■ **Your tasks**
(a) According to the passage on the Gamburtsev Mountains, what is the average crustal thickness elsewhere in East Antarctica?
(b) Using the passage on the Gamburtsev Mountains, explain in one to three sentences why the range is so enigmatic.
(c) Resume the passage on the Gamburtsev Mountains, starting right after its final sentence.

■ **Document segment**
——————————
The Gamburtsevs lie under the highest point in Antarctica, the 4,000-meter-high Dome Argus Plateau. The mountain range, in the middle of an ancient continental craton, has a thick, crustal root and high topography, which has made the Gamburtsevs the least-understood tectonic feature on Earth for the past 50 years.
“The reason why the Gamburtsevs are so enigmatic is that stable cratons are generally low-lying features with no huge mountain ranges atop,” says Fausto Ferraccioli, a geophysicist at the British Antarctic Survey in Cambridge, England.
The Gamburtsevs are completely covered by ice, preventing scientists from recovering physical rock samples. Earlier studies that determined the root — all that remains of an earlier mountain chain — was at least Precambrian in age relied on indirect evidence: outcrops exposed to the north of the mountains, detrital zircons retrieved from ice cores, and seismic measurements that revealed a crustal thickness of 45 to 60 kilometers. Elsewhere in East Antarctica, the average crustal thickness is about 35 to 40 kilometers.
Ferraccioli and his colleagues used two Twin Otter aircraft equipped with ice-penetrating radar, laser-ranging systems, gravity meters and magnetometers to collect data over a 3-million-square-kilometer area between the South Pole and the Lambert Glacier. The data revealed a previously unknown extension of the East Antarctic Rift System — a 2,500-kilometer-long fracture that extends from East Antarctica across the ocean to India, which, when active, resembled today’s East African Rift System — making it the longest fossil rift system on Earth.
——————————
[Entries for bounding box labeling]
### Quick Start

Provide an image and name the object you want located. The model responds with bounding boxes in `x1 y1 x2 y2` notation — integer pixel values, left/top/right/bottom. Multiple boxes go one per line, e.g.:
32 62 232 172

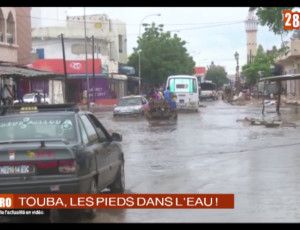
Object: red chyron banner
0 194 234 210
29 59 101 74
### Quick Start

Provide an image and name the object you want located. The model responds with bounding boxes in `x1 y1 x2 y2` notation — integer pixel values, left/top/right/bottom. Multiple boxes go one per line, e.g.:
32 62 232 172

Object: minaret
245 11 258 64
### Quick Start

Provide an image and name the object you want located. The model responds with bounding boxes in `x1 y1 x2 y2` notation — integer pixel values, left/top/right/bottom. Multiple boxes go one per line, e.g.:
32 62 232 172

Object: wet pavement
4 100 300 223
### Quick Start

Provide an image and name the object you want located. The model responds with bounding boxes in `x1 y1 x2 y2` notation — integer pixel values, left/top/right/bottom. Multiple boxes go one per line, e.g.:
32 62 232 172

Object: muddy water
82 101 300 222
——————————
■ **Results for the exercise**
(a) About 35 to 40 kilometers.

(b) The Gamburtsevs have a thick crustal root and high topography, yet they sit in the middle of an ancient continental craton. Stable cratons are generally low-lying and carry no huge mountain ranges.

(c)
“The next steps will be to assemble a team to drill through the ice into the mountains to obtain the first rock samples from the Gamburtsevs,” says Robin Bell, a geophysicist at Columbia University’s Lamont-Doherty Earth Observatory and a co-author on the study. “Amazingly, we have samples of the moon but none of the Gamburtsevs.”
The rock samples will help narrow the timeline of root formation, reactivation, rifting and uplift. Nonetheless, Veevers wrote in Nature, “Ferraccioli and colleagues’ study provides the first comprehensive model to explain how a ragged topography can form in an ice-covered continental interior by modification of the underlying crust and lithosphere.”